* begin *
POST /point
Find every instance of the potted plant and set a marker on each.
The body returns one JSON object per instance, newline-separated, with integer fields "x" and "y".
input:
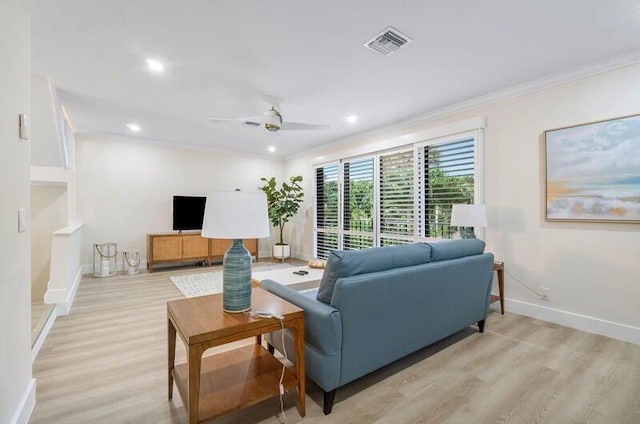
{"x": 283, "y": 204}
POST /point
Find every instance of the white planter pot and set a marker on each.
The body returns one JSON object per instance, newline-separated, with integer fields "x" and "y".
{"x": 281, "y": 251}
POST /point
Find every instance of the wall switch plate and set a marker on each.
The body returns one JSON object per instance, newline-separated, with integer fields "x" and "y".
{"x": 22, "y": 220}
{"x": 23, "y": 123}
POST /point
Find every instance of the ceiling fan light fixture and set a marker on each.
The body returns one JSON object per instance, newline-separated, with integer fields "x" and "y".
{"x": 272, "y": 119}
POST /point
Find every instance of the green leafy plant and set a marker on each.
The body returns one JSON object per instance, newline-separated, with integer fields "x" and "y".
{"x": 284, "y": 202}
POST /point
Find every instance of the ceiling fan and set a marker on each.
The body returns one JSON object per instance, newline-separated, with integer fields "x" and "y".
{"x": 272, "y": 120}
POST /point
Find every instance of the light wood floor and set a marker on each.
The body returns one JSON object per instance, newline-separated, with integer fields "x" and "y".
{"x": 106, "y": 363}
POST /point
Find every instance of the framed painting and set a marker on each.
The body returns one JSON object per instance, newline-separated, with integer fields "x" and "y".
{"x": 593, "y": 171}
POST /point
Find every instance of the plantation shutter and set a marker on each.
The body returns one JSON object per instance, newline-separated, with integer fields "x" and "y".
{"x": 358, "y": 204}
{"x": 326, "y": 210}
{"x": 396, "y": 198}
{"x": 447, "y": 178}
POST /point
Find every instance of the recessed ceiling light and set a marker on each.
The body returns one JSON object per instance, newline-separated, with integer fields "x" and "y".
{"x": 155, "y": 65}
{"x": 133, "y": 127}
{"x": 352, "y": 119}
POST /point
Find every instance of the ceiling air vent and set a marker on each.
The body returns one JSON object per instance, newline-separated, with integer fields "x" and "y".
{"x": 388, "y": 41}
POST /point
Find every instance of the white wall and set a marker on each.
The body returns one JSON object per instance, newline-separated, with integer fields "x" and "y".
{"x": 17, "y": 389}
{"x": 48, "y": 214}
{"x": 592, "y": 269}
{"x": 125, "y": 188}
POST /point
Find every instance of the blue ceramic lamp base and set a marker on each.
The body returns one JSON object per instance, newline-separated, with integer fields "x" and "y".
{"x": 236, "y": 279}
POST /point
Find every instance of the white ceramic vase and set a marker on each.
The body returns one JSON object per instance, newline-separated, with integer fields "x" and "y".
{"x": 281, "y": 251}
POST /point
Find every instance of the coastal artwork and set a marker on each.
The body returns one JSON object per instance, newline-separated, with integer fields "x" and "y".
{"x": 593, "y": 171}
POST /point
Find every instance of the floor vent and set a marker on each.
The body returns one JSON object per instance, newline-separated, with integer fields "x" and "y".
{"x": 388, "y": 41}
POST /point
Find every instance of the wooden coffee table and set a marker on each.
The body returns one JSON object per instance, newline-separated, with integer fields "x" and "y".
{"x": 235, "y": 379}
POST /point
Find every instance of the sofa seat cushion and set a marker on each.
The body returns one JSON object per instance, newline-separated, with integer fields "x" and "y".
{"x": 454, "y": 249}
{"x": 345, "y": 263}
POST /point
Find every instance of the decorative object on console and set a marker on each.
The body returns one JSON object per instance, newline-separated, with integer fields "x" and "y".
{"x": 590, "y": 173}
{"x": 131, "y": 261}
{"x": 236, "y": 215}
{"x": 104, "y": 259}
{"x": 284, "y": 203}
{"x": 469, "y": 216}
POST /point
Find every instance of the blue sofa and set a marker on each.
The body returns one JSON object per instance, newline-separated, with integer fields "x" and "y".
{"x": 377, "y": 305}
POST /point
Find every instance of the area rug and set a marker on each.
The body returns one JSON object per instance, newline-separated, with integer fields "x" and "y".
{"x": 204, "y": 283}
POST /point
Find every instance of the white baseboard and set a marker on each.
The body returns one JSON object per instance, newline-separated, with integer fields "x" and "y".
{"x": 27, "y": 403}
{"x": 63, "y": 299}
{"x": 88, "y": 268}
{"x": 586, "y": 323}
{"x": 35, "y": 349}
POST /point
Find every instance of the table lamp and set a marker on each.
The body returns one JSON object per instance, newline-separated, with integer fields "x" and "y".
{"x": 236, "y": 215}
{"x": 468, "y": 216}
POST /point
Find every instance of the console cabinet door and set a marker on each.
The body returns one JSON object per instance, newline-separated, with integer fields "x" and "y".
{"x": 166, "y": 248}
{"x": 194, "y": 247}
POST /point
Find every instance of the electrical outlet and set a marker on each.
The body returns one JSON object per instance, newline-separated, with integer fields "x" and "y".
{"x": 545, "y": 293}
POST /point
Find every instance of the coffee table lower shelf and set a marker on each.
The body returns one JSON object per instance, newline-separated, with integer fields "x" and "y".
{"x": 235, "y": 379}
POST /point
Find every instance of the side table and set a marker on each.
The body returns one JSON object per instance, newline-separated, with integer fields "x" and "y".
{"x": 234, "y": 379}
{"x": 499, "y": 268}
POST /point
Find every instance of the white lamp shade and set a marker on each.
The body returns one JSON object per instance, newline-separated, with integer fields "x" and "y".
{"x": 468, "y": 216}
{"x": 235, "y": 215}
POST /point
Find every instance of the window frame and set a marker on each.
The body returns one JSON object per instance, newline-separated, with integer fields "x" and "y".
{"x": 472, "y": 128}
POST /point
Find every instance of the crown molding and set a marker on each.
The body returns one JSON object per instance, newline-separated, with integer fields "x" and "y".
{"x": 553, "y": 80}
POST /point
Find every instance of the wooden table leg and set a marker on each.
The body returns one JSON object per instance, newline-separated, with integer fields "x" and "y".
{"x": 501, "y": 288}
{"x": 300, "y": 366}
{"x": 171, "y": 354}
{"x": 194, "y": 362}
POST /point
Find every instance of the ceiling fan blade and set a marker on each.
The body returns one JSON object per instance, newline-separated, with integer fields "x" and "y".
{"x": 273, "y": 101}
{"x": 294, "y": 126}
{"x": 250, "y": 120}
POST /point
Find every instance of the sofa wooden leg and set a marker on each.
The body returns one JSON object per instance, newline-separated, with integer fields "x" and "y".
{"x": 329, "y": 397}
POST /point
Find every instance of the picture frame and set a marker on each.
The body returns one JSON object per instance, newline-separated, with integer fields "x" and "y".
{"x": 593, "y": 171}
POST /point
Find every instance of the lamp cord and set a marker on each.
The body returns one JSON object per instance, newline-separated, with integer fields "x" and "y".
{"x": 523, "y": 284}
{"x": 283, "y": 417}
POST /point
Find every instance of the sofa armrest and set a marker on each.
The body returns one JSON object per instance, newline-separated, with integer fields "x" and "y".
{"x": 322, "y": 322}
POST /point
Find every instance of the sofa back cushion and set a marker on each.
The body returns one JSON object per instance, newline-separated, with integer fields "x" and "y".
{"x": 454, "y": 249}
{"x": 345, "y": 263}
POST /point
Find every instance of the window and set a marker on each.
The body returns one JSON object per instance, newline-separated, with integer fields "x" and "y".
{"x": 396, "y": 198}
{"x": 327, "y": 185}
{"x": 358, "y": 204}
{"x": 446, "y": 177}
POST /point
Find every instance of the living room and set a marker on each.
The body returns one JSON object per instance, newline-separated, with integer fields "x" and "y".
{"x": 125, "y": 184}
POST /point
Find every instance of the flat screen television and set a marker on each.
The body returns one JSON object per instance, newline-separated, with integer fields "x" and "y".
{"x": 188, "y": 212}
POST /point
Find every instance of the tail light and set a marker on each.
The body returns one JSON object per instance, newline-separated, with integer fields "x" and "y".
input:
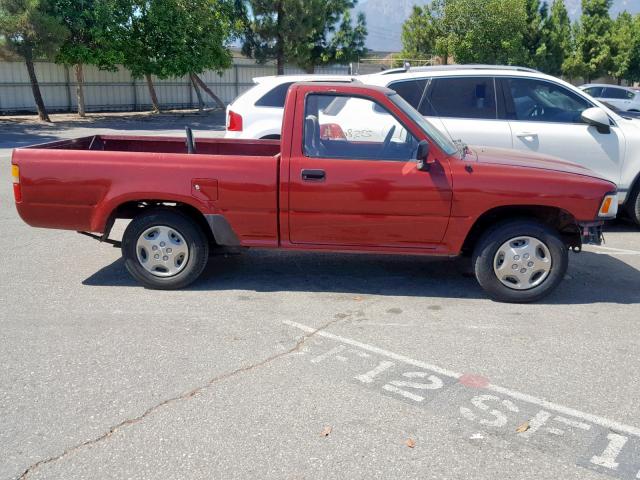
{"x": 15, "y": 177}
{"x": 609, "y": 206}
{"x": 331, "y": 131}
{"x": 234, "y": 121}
* end *
* begin *
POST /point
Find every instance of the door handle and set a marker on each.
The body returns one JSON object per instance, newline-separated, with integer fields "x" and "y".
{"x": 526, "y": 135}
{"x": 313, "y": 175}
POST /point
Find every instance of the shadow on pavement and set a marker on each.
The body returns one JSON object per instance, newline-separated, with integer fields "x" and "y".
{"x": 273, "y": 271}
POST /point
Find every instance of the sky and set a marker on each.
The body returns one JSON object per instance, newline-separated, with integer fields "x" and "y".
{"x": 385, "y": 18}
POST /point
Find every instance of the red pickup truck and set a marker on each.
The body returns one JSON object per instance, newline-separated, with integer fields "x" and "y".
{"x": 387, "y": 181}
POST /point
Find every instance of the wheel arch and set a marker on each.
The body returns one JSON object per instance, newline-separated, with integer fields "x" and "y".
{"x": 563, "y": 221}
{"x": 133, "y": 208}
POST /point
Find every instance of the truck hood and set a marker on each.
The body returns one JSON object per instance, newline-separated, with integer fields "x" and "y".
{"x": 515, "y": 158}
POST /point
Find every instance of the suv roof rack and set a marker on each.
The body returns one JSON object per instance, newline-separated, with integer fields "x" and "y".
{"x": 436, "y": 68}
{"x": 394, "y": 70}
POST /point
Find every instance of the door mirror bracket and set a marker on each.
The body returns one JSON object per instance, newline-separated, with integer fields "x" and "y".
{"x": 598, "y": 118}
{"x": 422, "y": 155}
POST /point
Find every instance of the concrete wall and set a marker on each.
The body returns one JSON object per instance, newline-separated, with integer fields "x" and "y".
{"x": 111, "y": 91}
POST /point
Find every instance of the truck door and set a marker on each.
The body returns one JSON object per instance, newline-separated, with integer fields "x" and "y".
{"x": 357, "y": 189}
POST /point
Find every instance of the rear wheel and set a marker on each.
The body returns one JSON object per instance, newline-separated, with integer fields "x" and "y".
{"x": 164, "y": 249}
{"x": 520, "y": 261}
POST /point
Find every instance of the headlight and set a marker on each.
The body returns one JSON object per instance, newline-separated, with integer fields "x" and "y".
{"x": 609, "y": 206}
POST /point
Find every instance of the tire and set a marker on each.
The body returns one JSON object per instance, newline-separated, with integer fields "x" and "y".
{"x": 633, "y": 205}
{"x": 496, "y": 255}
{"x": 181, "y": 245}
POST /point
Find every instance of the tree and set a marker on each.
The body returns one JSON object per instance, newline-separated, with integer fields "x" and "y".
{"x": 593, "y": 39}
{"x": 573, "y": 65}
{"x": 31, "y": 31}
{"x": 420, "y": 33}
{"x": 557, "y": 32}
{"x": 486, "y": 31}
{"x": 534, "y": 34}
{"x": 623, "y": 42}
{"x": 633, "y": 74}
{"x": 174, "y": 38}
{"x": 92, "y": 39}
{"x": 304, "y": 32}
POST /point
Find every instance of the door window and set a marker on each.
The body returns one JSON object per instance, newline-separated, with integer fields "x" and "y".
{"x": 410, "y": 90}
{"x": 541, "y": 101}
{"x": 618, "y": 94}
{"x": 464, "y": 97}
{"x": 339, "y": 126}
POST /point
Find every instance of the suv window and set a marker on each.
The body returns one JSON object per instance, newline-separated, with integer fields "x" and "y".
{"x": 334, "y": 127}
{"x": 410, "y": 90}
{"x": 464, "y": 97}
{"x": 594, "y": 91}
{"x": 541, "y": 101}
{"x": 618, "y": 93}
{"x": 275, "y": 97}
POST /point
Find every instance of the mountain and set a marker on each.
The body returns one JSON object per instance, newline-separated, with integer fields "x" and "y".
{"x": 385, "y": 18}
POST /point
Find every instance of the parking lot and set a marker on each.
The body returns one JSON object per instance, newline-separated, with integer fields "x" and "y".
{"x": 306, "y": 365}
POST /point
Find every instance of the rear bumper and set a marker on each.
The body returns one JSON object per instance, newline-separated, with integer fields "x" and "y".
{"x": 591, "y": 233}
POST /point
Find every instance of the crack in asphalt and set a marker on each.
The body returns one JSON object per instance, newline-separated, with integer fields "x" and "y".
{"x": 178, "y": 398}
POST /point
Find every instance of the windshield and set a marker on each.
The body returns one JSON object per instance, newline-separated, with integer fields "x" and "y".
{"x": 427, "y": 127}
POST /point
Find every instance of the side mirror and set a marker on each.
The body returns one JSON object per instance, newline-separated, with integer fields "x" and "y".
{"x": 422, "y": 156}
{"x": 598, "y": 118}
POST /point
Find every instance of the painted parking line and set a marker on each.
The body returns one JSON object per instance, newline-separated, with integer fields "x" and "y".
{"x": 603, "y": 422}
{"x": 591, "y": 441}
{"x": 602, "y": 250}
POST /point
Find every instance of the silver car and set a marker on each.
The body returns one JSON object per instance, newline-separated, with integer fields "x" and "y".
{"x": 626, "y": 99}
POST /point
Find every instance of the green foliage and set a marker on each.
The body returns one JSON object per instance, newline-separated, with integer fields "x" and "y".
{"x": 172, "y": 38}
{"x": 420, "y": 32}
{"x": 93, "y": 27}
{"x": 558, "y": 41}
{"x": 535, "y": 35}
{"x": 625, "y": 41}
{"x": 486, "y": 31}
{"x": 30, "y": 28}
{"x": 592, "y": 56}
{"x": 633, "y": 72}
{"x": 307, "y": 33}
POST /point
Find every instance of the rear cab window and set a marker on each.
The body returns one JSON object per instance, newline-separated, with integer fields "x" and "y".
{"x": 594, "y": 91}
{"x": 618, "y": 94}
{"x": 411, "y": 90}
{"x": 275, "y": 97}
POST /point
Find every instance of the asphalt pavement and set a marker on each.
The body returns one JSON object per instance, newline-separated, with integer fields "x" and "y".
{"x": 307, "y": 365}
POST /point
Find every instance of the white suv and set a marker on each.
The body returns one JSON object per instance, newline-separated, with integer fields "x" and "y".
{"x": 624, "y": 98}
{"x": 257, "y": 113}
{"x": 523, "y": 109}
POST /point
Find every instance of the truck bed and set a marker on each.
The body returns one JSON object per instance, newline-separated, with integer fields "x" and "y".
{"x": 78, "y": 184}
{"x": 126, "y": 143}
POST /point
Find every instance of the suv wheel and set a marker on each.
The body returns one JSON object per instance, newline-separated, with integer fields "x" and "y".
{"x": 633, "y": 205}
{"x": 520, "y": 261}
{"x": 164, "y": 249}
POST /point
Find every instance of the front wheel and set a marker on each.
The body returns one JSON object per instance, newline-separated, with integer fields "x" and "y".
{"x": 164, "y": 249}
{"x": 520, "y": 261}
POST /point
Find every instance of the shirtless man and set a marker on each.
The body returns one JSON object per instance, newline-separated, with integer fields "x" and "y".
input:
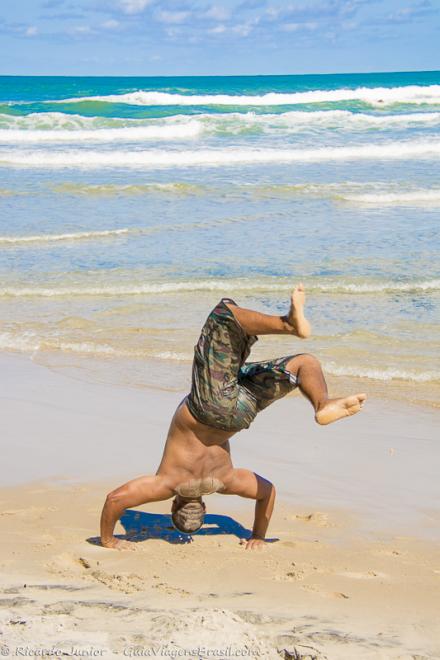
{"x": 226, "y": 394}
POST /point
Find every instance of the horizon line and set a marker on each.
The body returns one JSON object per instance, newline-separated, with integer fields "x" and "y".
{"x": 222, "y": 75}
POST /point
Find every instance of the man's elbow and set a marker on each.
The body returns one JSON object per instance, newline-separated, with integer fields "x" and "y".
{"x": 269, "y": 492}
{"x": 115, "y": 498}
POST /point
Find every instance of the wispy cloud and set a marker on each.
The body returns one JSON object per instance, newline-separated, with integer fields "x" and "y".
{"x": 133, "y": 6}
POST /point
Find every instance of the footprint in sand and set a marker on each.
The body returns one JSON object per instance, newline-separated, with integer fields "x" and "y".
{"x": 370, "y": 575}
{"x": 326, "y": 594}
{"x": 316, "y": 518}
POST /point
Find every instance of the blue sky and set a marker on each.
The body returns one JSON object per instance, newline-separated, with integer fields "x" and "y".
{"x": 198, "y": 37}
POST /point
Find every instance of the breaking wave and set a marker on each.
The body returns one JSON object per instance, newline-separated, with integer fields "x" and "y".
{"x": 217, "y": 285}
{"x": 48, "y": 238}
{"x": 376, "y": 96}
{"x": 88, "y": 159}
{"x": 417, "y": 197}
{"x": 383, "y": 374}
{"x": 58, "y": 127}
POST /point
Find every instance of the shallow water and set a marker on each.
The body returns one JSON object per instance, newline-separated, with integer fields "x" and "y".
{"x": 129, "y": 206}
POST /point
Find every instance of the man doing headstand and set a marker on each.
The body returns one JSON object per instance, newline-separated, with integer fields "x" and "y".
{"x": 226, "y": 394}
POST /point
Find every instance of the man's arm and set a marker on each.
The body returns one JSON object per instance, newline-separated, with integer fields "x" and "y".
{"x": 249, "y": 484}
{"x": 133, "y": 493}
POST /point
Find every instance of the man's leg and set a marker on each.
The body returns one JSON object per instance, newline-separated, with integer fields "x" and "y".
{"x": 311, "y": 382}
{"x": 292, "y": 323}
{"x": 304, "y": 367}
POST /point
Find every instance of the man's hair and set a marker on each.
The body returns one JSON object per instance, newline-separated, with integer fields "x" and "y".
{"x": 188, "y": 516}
* end *
* begin *
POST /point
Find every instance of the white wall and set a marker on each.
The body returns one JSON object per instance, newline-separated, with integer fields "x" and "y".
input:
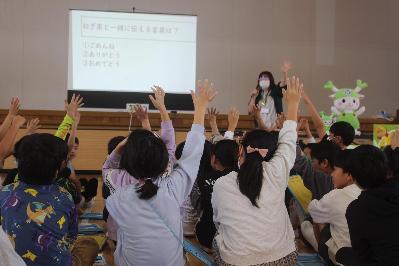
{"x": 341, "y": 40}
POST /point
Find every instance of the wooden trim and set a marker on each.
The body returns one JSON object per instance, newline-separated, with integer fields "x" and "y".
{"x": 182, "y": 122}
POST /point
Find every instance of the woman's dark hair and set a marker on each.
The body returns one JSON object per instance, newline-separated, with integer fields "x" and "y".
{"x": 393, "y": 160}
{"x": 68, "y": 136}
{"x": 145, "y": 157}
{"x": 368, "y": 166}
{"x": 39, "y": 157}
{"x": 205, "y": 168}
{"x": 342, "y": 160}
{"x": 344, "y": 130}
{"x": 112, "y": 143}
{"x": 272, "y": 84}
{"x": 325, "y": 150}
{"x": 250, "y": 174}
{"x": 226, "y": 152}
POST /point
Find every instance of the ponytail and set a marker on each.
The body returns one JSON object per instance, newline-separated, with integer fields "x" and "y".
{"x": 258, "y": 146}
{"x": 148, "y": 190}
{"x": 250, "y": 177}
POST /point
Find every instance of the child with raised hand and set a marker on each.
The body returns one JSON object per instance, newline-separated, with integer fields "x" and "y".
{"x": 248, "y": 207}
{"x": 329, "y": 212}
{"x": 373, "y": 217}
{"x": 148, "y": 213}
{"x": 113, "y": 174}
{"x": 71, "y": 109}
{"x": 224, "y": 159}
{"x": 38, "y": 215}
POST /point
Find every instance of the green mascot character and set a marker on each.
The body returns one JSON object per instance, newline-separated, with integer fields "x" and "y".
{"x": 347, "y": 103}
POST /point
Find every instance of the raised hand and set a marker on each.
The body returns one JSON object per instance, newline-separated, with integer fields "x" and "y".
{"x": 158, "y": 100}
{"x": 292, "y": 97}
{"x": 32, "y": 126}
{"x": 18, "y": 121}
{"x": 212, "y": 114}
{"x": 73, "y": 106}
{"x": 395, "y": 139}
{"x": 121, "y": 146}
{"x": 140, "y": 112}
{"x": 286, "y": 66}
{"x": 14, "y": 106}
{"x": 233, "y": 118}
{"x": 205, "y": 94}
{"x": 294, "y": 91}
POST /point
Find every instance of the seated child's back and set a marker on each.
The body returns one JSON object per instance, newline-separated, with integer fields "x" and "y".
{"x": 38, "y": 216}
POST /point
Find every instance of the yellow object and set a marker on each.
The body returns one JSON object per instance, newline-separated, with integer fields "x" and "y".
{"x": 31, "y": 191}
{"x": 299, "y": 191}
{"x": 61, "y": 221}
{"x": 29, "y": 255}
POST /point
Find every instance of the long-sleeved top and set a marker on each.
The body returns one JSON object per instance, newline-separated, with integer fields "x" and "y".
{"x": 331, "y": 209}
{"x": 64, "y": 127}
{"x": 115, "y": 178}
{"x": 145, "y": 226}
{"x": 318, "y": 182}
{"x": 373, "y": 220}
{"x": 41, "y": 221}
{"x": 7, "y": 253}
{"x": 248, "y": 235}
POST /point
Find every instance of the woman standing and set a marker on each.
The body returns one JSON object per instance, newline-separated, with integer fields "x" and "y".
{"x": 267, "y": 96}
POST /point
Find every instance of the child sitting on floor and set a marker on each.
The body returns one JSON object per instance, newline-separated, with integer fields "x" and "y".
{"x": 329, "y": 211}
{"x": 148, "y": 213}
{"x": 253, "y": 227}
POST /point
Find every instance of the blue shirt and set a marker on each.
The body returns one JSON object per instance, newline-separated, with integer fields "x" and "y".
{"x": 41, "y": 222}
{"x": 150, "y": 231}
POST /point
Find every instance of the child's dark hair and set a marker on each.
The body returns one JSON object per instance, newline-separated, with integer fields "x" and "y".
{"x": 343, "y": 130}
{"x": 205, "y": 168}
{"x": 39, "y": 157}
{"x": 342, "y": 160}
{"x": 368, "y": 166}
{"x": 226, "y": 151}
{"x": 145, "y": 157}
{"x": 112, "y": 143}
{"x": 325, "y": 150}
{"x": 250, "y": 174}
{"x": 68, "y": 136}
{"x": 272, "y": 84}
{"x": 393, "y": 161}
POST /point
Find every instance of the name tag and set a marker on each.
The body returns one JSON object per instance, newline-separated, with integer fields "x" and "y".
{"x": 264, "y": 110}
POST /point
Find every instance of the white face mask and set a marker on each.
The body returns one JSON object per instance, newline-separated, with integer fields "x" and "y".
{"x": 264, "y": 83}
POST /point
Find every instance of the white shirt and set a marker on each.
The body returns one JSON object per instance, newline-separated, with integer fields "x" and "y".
* end *
# [Aim of the task]
Locate each line above that contains the string "dark", matching case exactly, and copy those lines out in full.

# [Answer for this exercise]
Find every instance of the woman's dark hair and set a marker on each.
Find every instance of the child's dark hair and set a marker on each.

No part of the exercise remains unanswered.